● **Page excerpt**:
Dr. Shivpujan Rai was an Indian independence activist. During the 1942 Quit India Movement, under Rai's leadership a group of independence fighters hoisted the tricolor flag of India at Mohammadabad Tehsil. In doing so Shivpujan Rai,
Rishishewar Rai, Vans Narayan Rai, Ram Badan Upadhyay, Raj Narayan Rai, Narayan Rai, Vashishtha Narain Rai and Bans Narain Rai sacrificed their life for India's independence on 18 August 1942. All of them are known as Ashta Shaheed (Eight Martyrs) of Sherpur.

Biography

Early life
Dr. Shivpujan Rai was born in a Bhumihar  family in the year of 1913 in Sherpur village of Ghazipur district.

Life as independence activist
Shivpujan Rai was elected as General Secretary of District Congress Committee in 1942.

● **Extracted records**:
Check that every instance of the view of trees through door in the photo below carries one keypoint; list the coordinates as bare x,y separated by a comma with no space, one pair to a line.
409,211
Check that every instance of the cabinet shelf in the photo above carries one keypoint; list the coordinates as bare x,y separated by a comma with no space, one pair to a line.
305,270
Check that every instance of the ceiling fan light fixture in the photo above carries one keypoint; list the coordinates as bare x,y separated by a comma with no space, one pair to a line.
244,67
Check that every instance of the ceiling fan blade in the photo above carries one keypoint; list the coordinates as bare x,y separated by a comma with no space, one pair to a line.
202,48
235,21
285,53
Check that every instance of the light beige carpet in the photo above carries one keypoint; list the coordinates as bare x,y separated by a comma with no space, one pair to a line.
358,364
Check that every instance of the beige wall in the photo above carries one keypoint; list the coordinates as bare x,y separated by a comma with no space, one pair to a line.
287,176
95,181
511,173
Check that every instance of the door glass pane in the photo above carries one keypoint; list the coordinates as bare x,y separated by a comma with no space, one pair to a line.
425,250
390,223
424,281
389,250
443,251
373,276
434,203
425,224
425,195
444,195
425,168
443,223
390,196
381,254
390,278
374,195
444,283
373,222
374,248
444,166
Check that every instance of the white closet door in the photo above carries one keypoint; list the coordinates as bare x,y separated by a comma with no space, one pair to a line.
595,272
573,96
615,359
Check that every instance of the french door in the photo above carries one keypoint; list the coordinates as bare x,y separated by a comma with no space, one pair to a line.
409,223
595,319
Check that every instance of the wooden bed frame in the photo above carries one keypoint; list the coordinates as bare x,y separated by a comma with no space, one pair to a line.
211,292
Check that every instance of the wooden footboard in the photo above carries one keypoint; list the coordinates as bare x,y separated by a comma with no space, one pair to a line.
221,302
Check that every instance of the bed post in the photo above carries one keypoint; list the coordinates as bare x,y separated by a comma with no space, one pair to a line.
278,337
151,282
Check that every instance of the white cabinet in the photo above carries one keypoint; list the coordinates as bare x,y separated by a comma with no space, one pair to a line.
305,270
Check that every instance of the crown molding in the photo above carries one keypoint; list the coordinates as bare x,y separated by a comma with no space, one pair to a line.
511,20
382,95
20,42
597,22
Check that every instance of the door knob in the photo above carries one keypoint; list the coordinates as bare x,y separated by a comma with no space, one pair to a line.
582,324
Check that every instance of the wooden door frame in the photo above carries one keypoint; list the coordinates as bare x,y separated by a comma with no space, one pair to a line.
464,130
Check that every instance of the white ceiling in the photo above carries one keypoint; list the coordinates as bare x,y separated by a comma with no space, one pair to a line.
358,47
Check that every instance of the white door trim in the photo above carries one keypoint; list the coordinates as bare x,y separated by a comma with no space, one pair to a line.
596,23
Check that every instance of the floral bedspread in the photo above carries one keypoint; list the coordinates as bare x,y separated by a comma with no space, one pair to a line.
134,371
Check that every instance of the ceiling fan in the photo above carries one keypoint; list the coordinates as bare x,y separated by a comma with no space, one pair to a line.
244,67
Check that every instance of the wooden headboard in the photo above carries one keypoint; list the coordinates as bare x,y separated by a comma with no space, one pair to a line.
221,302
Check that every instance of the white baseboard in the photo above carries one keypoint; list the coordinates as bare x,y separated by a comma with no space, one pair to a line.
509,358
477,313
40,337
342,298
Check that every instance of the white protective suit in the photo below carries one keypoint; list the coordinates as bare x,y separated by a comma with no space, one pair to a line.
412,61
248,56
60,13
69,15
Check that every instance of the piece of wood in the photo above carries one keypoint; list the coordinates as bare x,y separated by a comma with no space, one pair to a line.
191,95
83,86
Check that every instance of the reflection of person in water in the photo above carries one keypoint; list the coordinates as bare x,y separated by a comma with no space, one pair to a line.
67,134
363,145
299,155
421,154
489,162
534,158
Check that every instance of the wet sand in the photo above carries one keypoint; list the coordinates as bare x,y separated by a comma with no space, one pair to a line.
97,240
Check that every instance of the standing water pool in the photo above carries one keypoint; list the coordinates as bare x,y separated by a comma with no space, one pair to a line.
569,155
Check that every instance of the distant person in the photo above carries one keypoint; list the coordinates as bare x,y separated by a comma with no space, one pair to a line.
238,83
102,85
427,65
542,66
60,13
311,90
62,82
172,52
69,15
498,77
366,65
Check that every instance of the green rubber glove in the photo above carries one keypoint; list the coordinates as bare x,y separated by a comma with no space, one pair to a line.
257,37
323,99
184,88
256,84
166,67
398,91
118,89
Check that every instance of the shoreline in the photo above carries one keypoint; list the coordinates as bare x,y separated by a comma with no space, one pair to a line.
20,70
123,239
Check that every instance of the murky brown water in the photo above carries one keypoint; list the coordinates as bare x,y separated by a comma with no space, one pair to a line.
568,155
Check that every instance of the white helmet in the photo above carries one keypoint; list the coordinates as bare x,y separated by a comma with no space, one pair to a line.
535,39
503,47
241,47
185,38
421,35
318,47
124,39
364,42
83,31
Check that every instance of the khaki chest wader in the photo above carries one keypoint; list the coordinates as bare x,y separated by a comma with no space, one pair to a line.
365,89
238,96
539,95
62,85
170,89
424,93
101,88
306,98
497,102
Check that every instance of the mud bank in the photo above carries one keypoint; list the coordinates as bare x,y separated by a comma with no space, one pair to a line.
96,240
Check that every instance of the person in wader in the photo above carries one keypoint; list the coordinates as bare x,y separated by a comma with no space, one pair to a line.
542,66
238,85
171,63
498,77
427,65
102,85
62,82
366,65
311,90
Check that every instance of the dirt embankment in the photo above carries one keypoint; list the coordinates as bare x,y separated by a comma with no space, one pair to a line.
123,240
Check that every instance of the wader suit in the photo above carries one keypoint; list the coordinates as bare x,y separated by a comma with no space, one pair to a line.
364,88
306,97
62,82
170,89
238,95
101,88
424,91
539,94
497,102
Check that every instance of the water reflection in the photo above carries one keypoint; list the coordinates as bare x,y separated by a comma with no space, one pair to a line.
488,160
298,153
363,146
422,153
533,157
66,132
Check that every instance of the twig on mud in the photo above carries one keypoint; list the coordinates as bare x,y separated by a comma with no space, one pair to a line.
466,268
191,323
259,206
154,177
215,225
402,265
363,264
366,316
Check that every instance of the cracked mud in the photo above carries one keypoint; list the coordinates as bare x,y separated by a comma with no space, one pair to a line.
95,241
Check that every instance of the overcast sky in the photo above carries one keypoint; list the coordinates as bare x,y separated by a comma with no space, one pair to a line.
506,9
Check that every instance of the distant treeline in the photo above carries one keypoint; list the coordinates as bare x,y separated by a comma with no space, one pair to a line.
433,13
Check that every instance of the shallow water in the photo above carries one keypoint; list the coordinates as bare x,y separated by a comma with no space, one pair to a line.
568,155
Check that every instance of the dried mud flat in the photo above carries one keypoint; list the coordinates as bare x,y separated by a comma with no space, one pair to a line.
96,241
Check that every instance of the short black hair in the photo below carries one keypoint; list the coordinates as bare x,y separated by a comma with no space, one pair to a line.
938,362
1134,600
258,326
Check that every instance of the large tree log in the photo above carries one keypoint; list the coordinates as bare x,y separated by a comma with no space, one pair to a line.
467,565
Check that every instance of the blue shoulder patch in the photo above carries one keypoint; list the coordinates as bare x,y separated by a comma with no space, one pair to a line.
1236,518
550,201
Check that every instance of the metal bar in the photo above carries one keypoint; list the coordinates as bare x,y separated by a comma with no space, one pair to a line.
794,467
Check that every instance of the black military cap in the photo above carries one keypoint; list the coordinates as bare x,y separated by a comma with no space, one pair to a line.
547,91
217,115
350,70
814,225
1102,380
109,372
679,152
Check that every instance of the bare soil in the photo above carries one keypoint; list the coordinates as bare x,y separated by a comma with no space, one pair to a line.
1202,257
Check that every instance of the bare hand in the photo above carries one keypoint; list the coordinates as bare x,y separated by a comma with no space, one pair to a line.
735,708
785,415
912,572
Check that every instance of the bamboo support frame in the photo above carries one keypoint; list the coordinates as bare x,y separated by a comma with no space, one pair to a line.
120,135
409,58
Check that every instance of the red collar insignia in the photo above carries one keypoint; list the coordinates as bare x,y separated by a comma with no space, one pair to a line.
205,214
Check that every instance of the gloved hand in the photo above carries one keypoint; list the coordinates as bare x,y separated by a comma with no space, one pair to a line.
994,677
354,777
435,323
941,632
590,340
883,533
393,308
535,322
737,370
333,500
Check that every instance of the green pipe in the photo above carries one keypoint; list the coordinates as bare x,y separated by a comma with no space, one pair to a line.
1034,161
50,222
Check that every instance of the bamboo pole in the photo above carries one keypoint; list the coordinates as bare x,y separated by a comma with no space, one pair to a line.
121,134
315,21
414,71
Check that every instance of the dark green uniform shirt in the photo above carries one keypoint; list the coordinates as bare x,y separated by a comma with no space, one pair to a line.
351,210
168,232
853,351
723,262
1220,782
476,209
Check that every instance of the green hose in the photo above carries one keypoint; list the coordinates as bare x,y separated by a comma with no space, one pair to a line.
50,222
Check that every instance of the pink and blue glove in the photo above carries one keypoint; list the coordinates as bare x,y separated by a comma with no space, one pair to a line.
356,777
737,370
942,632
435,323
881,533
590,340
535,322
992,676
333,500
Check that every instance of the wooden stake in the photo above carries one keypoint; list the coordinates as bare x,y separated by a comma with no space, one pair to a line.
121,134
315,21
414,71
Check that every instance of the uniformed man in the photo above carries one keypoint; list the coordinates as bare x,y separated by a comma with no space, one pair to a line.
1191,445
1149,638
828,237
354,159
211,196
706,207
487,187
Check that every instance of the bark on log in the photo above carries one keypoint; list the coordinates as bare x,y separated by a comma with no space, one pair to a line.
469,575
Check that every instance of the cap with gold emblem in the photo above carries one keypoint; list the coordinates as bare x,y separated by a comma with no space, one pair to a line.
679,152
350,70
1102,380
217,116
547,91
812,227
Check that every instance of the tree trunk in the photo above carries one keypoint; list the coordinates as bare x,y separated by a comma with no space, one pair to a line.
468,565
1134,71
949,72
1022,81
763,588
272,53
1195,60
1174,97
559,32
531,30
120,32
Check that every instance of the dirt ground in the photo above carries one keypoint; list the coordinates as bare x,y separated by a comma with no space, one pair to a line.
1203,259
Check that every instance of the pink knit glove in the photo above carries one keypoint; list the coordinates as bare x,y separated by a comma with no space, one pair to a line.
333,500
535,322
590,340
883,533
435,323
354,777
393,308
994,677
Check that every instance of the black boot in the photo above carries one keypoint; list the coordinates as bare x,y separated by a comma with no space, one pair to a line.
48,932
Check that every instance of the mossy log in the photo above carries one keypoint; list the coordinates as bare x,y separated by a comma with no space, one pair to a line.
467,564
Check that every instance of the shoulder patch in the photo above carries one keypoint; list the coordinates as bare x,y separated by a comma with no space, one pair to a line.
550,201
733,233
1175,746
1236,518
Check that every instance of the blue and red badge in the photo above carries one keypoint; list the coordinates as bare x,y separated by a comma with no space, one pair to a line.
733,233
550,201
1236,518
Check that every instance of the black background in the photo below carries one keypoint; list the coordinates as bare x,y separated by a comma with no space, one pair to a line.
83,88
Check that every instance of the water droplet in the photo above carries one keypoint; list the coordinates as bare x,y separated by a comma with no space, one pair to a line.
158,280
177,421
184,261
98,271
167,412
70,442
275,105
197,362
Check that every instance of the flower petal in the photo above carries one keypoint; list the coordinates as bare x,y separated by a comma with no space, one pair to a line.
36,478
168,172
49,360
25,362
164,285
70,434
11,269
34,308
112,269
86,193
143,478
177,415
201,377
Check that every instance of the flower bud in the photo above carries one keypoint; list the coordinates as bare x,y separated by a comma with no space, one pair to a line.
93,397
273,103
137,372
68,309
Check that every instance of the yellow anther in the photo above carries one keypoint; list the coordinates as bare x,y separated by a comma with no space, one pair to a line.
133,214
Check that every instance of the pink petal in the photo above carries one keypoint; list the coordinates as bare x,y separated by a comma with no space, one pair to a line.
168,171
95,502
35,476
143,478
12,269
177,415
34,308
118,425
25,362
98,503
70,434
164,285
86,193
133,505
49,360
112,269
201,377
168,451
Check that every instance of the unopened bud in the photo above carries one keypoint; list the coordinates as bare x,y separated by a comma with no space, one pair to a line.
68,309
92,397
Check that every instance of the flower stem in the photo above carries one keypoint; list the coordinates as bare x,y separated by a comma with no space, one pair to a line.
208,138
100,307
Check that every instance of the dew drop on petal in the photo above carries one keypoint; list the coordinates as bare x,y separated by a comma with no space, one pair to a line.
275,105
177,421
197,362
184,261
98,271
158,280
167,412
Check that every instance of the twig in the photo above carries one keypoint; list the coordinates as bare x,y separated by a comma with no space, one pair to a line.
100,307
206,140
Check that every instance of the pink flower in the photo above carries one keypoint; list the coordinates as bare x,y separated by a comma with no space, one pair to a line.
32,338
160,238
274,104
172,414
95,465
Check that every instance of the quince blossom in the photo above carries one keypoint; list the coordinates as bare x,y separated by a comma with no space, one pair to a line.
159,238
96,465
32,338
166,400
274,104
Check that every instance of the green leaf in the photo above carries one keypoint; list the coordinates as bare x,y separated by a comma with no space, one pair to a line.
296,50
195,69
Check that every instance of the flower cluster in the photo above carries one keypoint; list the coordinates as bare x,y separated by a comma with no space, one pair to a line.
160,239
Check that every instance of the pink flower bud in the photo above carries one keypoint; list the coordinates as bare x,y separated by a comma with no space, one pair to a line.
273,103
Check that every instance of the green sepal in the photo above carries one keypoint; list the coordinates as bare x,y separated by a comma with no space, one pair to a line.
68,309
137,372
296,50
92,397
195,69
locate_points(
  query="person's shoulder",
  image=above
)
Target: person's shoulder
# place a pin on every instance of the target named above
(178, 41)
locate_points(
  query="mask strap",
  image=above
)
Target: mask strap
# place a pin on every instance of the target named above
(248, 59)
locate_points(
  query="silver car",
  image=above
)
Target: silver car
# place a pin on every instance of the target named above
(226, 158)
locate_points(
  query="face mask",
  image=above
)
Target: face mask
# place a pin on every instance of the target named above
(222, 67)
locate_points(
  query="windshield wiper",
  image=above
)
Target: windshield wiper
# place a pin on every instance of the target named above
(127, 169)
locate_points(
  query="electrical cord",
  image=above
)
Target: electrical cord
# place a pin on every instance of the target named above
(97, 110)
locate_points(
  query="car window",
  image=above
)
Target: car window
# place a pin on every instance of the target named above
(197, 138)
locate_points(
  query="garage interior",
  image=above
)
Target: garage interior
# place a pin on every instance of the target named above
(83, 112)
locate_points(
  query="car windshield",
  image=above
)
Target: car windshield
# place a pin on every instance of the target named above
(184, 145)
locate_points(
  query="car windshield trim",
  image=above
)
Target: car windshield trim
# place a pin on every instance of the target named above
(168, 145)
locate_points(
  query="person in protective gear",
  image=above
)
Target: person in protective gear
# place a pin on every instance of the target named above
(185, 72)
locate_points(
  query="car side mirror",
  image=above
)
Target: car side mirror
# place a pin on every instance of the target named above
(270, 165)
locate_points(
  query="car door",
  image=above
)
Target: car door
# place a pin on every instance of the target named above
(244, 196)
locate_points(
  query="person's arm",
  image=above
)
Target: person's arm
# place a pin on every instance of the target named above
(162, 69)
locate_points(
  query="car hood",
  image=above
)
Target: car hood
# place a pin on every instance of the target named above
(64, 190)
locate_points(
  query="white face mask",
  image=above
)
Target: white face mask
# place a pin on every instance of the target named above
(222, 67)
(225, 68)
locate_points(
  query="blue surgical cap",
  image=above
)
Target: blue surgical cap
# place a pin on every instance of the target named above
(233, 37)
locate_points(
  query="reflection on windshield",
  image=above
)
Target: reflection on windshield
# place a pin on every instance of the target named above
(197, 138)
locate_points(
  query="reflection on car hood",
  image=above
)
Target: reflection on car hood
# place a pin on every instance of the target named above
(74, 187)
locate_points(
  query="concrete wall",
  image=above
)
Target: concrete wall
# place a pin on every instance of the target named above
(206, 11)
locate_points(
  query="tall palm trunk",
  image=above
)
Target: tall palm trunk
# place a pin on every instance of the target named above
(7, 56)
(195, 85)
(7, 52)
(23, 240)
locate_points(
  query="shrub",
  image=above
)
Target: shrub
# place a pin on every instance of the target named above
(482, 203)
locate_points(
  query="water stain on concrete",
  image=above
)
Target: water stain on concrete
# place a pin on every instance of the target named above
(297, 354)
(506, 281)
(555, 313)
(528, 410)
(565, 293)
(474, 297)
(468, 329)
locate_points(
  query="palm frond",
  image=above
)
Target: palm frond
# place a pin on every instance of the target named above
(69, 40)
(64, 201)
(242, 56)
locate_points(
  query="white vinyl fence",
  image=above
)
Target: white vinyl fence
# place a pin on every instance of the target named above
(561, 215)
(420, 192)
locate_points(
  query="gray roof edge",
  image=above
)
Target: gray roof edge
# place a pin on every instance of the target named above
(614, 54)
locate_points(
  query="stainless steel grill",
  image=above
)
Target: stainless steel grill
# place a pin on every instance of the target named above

● **Exercise instructions**:
- 1) In the text about Shivpujan Rai, what post was he elected to in 1942?
- 2) Count the lines in the records that contain the string "interior", with case counting, and reply with the number only.
The records are unrelated to the text about Shivpujan Rai.

● **Answer list**:
- 1) General Secretary of the District Congress Committee.

- 2) 2